Please return every line below that contains the string "negative".

[Data supplied Boundary: Start]

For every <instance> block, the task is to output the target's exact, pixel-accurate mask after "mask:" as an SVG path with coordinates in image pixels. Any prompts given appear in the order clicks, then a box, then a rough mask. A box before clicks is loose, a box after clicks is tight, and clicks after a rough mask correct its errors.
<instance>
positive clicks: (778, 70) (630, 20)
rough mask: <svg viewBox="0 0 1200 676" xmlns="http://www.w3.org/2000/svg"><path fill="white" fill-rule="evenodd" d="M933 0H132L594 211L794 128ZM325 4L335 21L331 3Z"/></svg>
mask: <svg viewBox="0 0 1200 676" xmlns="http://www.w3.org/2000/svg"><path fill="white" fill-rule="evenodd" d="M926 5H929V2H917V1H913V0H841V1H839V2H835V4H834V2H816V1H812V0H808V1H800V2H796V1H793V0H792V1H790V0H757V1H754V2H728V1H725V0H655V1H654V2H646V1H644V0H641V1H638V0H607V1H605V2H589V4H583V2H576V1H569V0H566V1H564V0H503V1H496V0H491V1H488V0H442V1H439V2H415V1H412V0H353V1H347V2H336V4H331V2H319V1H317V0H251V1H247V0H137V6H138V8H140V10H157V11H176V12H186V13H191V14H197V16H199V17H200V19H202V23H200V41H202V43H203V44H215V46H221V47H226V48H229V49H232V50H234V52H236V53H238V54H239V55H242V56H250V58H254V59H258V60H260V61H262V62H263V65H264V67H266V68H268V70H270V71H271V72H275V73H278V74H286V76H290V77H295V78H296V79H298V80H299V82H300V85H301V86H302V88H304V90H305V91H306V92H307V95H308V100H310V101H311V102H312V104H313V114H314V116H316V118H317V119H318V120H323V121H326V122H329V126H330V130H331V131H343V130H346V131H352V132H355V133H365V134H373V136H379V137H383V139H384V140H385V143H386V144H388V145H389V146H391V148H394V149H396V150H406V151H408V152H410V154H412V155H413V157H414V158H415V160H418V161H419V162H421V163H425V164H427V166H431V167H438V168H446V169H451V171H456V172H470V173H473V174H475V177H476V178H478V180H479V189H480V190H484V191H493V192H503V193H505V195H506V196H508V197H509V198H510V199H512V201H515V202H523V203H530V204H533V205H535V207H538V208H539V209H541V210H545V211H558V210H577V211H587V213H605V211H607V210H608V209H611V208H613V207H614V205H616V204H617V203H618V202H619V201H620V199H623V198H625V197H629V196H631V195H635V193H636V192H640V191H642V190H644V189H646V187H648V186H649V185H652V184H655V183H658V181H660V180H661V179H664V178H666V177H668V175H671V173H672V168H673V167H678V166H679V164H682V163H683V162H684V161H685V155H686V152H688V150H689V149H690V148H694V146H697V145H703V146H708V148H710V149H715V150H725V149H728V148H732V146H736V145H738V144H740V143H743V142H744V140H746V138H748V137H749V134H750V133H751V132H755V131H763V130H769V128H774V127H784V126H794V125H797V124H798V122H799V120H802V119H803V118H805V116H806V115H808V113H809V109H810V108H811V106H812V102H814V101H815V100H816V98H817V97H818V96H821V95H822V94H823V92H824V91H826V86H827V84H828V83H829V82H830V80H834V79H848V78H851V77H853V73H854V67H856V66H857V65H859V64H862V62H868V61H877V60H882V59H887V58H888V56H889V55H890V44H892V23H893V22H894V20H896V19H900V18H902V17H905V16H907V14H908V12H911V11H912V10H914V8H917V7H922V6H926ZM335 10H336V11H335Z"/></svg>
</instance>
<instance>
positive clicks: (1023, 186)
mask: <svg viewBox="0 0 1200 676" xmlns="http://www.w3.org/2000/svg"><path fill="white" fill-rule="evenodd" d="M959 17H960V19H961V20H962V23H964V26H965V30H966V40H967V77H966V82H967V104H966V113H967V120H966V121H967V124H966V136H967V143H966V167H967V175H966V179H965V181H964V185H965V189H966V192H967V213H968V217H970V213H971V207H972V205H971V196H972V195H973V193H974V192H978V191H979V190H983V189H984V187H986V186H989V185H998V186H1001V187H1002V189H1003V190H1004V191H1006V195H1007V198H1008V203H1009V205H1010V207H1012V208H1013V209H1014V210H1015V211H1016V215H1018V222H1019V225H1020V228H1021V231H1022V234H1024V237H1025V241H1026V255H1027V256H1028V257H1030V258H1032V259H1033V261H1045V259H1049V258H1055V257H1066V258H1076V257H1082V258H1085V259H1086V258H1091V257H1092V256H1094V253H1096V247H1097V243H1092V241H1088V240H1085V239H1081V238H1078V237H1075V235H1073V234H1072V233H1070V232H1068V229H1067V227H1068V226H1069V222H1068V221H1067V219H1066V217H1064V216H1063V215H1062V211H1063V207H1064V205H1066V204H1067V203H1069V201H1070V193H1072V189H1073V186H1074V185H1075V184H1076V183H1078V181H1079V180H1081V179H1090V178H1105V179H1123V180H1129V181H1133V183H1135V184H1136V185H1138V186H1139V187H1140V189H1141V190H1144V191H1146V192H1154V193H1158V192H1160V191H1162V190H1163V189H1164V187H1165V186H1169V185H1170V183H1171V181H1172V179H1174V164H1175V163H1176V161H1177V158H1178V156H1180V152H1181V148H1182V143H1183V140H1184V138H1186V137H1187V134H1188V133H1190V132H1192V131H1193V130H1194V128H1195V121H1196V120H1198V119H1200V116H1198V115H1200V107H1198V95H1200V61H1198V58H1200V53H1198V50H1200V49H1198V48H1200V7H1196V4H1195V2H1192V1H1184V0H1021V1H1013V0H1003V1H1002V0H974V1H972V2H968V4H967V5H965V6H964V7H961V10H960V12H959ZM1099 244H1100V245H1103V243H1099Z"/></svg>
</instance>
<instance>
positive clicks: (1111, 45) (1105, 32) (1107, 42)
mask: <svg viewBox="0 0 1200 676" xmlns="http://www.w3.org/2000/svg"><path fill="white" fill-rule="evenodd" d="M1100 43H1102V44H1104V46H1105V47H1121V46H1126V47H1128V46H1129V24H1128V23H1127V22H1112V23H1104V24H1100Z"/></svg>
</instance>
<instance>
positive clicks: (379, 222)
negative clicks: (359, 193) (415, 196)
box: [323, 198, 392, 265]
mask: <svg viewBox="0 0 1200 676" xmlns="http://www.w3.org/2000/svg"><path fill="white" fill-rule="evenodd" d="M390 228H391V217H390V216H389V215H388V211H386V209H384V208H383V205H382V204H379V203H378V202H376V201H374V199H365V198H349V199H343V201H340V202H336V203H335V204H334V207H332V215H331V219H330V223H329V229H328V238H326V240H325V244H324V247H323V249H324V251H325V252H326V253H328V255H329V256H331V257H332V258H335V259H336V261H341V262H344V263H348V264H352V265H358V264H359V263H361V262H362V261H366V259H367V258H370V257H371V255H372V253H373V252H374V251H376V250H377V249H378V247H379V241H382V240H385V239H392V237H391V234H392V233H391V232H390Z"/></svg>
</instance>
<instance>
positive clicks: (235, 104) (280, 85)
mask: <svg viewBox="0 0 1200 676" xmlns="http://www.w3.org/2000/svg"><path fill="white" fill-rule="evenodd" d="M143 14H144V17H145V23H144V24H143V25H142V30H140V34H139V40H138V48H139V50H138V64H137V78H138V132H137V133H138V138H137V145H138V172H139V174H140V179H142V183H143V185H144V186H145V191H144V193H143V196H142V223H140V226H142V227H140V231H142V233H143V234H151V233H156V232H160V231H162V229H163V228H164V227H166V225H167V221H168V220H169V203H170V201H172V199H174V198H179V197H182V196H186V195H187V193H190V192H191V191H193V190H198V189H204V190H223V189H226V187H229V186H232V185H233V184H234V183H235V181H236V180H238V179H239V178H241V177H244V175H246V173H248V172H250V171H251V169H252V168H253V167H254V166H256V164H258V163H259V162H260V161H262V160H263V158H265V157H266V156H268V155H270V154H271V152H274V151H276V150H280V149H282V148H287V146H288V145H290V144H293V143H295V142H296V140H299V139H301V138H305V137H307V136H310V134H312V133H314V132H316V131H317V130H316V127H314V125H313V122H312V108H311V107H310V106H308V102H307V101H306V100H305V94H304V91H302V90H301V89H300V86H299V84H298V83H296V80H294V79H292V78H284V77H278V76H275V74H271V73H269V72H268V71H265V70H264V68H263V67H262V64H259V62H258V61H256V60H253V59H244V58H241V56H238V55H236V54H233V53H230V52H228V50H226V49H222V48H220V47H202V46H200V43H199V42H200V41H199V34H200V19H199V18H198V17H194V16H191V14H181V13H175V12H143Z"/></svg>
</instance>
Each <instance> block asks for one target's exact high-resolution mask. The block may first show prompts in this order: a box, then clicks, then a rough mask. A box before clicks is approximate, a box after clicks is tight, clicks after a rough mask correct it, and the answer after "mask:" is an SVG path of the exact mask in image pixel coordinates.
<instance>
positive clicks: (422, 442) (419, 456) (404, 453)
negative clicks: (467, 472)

[Data supplied Boundary: End]

Reply to the exercise
negative clicks: (359, 193) (415, 196)
negative clicks: (467, 472)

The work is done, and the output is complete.